Start MATERIALS PROVIDED

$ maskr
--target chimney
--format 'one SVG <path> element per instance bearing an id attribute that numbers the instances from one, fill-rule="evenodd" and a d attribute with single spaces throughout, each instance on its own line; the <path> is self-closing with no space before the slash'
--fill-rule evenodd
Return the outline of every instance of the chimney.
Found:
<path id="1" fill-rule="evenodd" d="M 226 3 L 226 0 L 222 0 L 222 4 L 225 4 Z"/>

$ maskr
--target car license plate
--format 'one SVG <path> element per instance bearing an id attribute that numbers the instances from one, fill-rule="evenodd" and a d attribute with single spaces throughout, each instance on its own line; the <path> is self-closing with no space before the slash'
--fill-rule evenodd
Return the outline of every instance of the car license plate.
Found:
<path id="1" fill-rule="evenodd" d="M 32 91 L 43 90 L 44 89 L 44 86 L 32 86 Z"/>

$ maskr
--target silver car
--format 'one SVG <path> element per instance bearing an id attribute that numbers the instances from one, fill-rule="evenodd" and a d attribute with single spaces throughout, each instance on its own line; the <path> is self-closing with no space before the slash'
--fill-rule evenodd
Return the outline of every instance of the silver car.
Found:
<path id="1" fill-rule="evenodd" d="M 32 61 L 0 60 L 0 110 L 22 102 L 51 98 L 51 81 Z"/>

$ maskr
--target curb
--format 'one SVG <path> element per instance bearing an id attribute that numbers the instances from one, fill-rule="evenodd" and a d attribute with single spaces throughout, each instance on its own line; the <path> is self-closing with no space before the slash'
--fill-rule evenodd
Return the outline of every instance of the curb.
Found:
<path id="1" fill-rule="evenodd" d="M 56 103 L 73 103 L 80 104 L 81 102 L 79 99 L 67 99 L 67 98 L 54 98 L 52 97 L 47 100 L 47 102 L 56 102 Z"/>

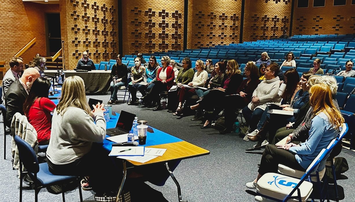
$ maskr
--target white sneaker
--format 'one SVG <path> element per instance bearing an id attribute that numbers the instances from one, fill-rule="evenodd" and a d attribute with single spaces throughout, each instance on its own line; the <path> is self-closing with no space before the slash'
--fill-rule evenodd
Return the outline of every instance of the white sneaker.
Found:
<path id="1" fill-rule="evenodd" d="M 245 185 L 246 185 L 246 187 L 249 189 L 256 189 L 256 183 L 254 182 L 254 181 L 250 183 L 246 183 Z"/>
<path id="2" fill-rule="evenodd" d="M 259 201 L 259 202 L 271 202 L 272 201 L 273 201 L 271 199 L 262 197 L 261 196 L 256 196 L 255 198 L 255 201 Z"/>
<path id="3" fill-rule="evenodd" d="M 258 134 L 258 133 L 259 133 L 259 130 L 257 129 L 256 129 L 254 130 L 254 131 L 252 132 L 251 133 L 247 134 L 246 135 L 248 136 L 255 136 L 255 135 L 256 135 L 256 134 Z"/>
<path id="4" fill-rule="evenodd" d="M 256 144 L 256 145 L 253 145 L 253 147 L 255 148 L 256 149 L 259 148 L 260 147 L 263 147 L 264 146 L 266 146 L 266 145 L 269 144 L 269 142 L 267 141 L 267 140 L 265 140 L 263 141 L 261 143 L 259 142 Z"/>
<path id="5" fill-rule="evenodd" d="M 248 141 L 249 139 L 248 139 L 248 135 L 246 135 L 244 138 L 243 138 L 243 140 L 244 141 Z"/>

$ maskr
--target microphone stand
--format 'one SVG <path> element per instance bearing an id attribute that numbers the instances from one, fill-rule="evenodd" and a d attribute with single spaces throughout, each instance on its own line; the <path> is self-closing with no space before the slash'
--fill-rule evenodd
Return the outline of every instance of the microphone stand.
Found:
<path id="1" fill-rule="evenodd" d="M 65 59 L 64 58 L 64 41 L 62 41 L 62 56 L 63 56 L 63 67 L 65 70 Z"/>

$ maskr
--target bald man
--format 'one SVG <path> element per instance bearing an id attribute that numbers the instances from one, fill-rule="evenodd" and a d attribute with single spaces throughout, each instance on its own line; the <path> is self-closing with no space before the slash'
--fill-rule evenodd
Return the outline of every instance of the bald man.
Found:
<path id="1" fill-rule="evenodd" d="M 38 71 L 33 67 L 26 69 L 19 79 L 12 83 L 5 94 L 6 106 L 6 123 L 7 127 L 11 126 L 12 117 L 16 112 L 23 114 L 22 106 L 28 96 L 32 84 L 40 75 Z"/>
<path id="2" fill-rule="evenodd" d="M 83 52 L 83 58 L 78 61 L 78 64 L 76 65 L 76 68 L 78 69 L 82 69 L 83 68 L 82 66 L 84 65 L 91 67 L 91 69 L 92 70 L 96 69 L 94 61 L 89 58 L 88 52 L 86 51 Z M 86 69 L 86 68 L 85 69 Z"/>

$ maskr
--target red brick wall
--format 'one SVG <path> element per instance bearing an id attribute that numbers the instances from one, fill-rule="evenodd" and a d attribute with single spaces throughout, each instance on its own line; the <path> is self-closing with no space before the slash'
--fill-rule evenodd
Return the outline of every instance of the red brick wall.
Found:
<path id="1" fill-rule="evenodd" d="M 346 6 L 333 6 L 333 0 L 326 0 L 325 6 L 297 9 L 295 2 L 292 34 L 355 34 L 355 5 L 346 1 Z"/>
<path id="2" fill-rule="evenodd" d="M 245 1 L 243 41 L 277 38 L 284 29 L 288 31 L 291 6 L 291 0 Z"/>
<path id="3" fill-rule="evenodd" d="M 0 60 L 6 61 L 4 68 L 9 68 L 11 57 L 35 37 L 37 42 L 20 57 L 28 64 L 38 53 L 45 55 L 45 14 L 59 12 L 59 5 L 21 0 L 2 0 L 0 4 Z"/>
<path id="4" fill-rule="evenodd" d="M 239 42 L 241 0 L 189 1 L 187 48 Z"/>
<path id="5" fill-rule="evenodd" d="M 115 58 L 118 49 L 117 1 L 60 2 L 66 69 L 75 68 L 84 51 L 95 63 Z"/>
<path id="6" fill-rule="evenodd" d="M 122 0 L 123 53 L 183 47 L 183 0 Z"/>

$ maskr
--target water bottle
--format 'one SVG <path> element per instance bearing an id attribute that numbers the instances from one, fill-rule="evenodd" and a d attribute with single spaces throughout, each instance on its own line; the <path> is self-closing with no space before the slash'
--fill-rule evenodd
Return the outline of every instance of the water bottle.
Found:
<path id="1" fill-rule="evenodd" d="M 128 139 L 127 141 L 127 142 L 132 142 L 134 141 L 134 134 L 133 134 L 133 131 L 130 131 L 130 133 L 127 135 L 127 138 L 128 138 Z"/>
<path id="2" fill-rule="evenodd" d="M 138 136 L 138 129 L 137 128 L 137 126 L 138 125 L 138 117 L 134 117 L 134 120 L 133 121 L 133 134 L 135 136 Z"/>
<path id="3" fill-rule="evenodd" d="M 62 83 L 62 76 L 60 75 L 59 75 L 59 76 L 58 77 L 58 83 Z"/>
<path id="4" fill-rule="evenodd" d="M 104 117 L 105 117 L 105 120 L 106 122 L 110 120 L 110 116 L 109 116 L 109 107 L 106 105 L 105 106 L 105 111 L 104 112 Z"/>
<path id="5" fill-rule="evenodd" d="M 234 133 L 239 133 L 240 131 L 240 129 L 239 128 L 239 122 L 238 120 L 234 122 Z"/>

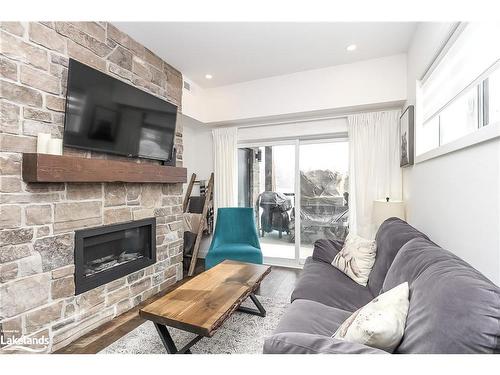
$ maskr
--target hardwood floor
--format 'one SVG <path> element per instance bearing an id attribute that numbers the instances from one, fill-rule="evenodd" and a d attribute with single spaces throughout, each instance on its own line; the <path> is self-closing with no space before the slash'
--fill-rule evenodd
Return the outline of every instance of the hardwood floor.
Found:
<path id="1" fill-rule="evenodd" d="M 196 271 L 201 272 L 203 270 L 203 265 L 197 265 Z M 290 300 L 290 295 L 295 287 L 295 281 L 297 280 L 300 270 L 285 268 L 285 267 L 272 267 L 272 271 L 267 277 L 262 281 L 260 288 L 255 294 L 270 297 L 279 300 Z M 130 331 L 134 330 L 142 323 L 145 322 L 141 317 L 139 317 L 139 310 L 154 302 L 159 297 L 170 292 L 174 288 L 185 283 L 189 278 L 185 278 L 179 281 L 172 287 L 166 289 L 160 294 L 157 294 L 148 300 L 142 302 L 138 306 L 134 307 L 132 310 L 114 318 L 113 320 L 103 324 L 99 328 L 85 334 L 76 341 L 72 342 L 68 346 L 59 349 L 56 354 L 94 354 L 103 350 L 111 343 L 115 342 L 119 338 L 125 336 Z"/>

End MATERIALS PROVIDED

◆ WHAT TO WORK ON ◆
Find every line in the entries above that contains the string "bottle", treating uppercase and lowercase as different, and copy each of those lines.

◆ SOLUTION TO THE EXERCISE ◆
--target water bottle
Return the outline of every instance of the water bottle.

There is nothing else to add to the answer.